● **WHAT IS NEEDED**
Quote the listing in full, exactly as given, minus any pictures.

Rows from a dataset
----
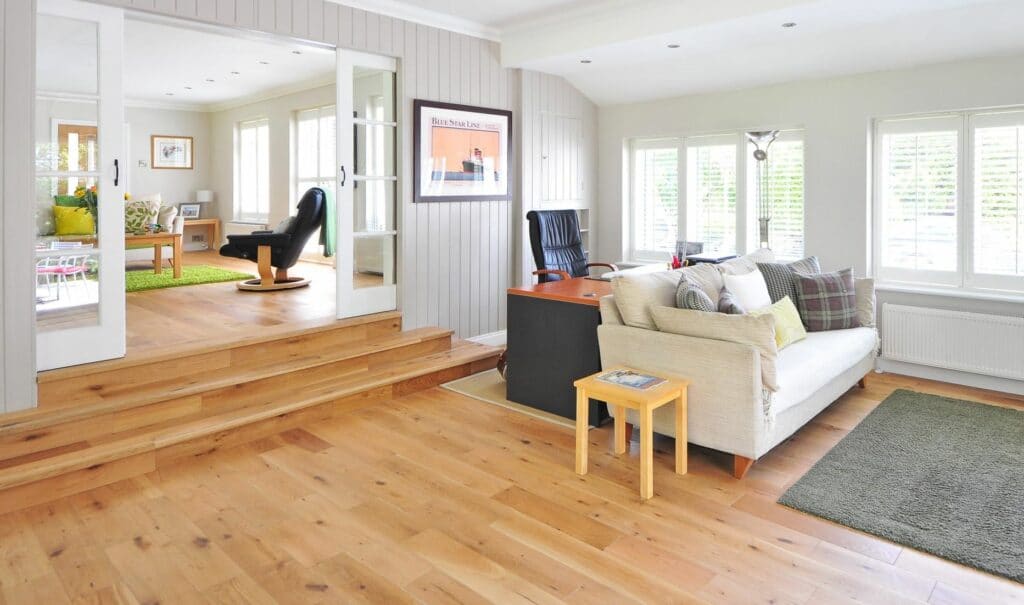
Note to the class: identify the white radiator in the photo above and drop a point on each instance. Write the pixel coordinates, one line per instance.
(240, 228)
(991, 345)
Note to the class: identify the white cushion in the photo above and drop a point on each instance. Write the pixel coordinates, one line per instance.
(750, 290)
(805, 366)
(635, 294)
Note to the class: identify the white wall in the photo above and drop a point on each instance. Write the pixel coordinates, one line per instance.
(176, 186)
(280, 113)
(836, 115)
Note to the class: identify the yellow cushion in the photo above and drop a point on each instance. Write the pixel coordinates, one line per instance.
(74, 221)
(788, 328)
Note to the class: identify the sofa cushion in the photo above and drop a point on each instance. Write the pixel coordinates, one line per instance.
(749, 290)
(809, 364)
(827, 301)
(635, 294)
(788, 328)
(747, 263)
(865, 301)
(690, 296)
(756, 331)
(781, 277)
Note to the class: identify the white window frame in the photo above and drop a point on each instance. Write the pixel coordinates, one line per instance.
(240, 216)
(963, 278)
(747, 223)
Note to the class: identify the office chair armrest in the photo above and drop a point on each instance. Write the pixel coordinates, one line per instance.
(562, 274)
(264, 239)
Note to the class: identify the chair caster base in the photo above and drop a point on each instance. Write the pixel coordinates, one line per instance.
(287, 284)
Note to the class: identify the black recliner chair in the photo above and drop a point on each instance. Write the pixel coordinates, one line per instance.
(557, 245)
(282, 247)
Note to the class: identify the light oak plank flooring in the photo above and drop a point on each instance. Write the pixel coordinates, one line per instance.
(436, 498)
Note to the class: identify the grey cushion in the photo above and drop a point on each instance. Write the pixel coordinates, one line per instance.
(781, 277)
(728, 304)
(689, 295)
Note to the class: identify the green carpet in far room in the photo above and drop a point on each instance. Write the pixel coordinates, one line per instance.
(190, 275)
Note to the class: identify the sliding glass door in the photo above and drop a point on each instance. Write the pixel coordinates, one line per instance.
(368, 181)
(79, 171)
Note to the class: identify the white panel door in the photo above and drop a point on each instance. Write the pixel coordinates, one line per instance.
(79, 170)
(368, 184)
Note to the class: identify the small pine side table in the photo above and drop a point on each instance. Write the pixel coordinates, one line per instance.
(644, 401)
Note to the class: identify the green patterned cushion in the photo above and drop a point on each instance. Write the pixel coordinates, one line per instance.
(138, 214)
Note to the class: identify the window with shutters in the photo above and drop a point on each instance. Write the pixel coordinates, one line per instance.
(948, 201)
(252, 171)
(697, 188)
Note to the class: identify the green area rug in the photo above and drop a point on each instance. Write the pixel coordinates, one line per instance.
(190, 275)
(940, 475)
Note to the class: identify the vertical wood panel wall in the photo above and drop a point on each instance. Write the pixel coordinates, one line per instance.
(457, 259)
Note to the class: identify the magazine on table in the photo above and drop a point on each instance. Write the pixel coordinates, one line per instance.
----
● **RESPONSE FOR THIS EXERCISE**
Note to the class: identify the white radiator in the photo above and drop a point on each instance. Write the pixel coordinates, one line per instance.
(240, 228)
(991, 345)
Note to the class: identify the white cushion in the photo above and drop a point on each instance. Write the pixel coordinates, one line per instance.
(750, 290)
(805, 366)
(635, 294)
Note to the class: identify the white wall in the photo above and drop a point on each instance. Write the pixel coordinates, one line per instance.
(176, 186)
(280, 113)
(836, 115)
Note to the class: identify the yellow cushion in the photo above and drop a point on each instance. Write the pixel coordinates, one line per instance.
(74, 221)
(788, 328)
Note to the class: identify the sofa cushion in the photo above and drop a point on each instance. Write the pixel coordinates, one line per instance.
(749, 290)
(809, 364)
(827, 301)
(635, 294)
(788, 328)
(747, 263)
(865, 301)
(690, 296)
(756, 331)
(781, 277)
Note to the class: identify the white window frame in the photo above and drop a point on each instance. Write the pixel coordinates, one line per instance.
(240, 216)
(963, 278)
(747, 223)
Note to the class: identify the office chair armrest in the photo above and drop a point on each instance. Write the pixel coordinates, one line per instance.
(562, 274)
(264, 239)
Note to the class: identify the chair caster base in the photo above and drop a point on each instance. Write the pixel coordinates, one line per instance.
(287, 284)
Note to the class: identify the black recliner chair in the photo above and drop a point on each instance. Write the pixel coordinates, one line per instance.
(557, 245)
(282, 247)
Note to the class: identify the light oak plank flooring in the photo above and drop a point on each instance. Write the pixel coordinates, one line per instance.
(436, 498)
Note to the class: identify the grey cushion in the photo above and drop a point on each instance. Write the pixel coordinates, one line per instance.
(781, 277)
(728, 304)
(689, 295)
Note to the class: identify the green carpet in far room in the photo above and drop a point on each instance. Write the pixel coordinates, one line per instance.
(190, 275)
Note to the class: identify the sliding glass door in the photo above and drop a point on each instance. Write the pixel coordinates, one line per instance.
(368, 181)
(79, 171)
Note to the class: identify the white panel door in the photo above and drop a point on each instance. Write the pixel coordinates, one line per instance.
(79, 170)
(368, 184)
Note to the class: identify the small pine side table in the photo above and drop a point on each instance. Write the pixel coordinates, one line per instance.
(644, 401)
Note to the class: identify the green patterned cushion in the photo above and drop a point on each instance. Write the pixel coordinates, one line per instance.
(138, 214)
Note to the class: identify the window with shutters in the photo above and drop a point on each instance. Write the pixel coordinates, one line per instance.
(948, 201)
(252, 171)
(697, 188)
Note to the class: identify the green area rug in the photo above and drop a point on each instance. Write the pixel coordinates, one line per instance.
(190, 275)
(940, 475)
Note to the class: identify the vertical wood panel wall in the photo above and drop a point on each instance. Write the pixel coordinates, one line per instance.
(457, 259)
Note to the class: identify the magazine on table in the photo above and drop a point on each instance. Write the pixel coordinates, one line per instance.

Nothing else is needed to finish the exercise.